■ **AIM OF THE EXERCISE**
Set out the data below as a numbered list, skipping blank lines and leaving the pictures out.

Lines of data:
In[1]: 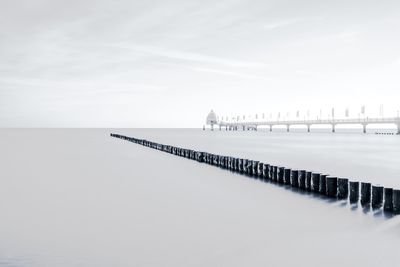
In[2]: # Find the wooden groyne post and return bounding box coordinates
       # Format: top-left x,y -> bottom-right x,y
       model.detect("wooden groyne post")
111,133 -> 400,217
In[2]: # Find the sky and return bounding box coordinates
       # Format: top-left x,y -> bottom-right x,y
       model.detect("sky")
0,0 -> 400,127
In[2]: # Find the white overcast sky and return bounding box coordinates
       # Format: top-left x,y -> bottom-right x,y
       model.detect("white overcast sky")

■ **WRITTEN RESPONSE**
1. In[1]: 
2. In[2]: # Find the wooden groyne post and return bounding box coordinates
3.        # Format: top-left x,y -> bottom-right x,y
4.        model.detect("wooden groyne post")
5. 111,133 -> 400,217
6. In[2]: # Find the sky and return bounding box coordinates
7.        # Format: top-left x,y -> bottom-right x,y
8.        model.detect("sky")
9. 0,0 -> 400,127
10. In[2]: # Find the white overcast sky and return bounding box coordinates
11.        # Format: top-left x,y -> bottom-right x,y
12.        model.detect("white overcast sky")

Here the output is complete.